> **DO THIS**
Each entry below is to be written out exactly, and the pictures are to be left out.

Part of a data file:
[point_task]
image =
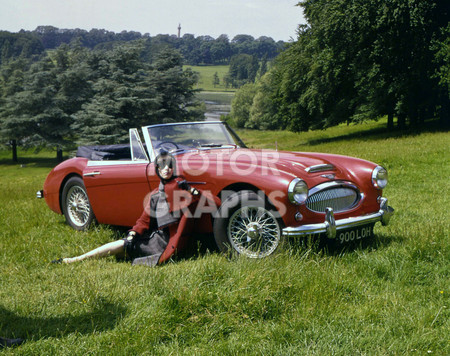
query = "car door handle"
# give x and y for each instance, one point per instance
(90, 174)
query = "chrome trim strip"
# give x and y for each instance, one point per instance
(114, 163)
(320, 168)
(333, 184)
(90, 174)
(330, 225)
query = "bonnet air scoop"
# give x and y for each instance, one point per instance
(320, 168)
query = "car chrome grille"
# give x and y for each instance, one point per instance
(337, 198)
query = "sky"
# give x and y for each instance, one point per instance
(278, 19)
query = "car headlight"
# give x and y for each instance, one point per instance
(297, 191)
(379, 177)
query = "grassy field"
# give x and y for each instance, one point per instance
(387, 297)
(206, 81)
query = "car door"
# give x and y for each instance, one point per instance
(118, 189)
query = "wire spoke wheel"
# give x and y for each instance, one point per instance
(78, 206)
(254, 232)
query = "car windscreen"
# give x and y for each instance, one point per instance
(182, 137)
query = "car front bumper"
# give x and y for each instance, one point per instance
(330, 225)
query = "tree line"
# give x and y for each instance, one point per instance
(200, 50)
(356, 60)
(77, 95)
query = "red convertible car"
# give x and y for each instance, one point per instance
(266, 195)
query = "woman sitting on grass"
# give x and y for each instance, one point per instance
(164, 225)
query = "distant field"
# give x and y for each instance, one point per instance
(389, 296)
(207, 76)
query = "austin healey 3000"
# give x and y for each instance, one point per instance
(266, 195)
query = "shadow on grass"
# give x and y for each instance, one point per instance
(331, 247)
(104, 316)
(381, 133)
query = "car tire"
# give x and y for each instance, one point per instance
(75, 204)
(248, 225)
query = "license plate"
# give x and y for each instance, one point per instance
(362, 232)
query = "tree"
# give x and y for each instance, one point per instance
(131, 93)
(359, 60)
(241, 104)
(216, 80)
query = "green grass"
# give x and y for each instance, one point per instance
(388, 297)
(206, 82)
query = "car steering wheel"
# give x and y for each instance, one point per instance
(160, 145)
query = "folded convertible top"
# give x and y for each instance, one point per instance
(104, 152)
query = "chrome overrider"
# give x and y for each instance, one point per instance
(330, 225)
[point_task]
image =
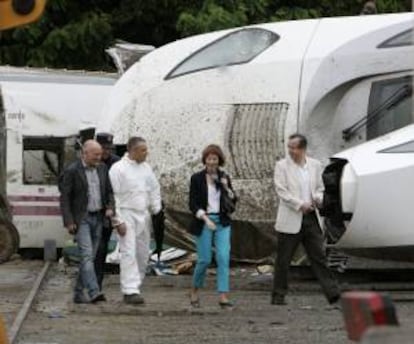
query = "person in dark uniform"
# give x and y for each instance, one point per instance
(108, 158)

> **OUTPUT BELOW**
[point_task]
image =
query = "car door handle"
# give x and y for each instance, one point per instance
(90, 174)
query = "chrome trim strip"
# give x and y for each instance, one point per instance
(114, 163)
(320, 168)
(333, 184)
(90, 174)
(330, 225)
query = "bonnet air scoop"
# give x and y for each instance, one point per instance
(320, 168)
query = "car chrome grille"
# give x and y for each instance, one point per instance
(337, 198)
query = "sky"
# give x and y for each instance, one point per instance
(278, 19)
query = "car headlight"
# give x and y for each instance, one point per instance
(297, 191)
(379, 177)
query = "grassy field"
# give x and y for each instance, one point per instance
(387, 297)
(206, 81)
query = "car door"
# give x and y for each instance, one point per instance
(118, 189)
query = "wire spoke wheel"
# give x and y for each instance, one point per instance
(78, 206)
(254, 232)
query = "car windscreen"
# give x and y for each instance, one point per instance
(182, 137)
query = "car front bumper"
# give x and y for each instance, one point per instance
(330, 225)
query = "tree line"
# give x and y for each instance, one point per instance
(200, 50)
(356, 60)
(77, 95)
query = "red convertible car"
# give x and y for each instance, one point per instance
(266, 195)
query = "woman sitting on grass"
# give x and y for each instance, one point per instance
(164, 225)
query = "distant field"
# give x and y for each instance, one point per instance
(389, 296)
(207, 76)
query = "austin healey 3000"
# give x and y for each instance, one point per instance
(266, 195)
query = "shadow on grass"
# give x and y for each instance, one point per instance
(331, 247)
(104, 316)
(381, 133)
query = "car tire"
# give x and y for each instance, one point per instance
(75, 204)
(248, 225)
query = "license plate"
# give x and y for each instance, one point per instance
(362, 232)
query = "tree"
# give x and y for each instance, one point per instance
(131, 93)
(359, 60)
(241, 104)
(216, 80)
query = "green grass"
# give x and y for each instance, one point per instance
(388, 297)
(206, 82)
query = "car steering wheel"
# give x and y for each instance, one point per instance
(160, 145)
query = "folded convertible top"
# give x and y for each instance, one point per instance
(104, 152)
query = "chrome overrider"
# give x and y for each instance, one point per instance
(330, 225)
[point_task]
image =
query = "person in dark uniform"
# give x and y for each instance, one point per instance
(108, 158)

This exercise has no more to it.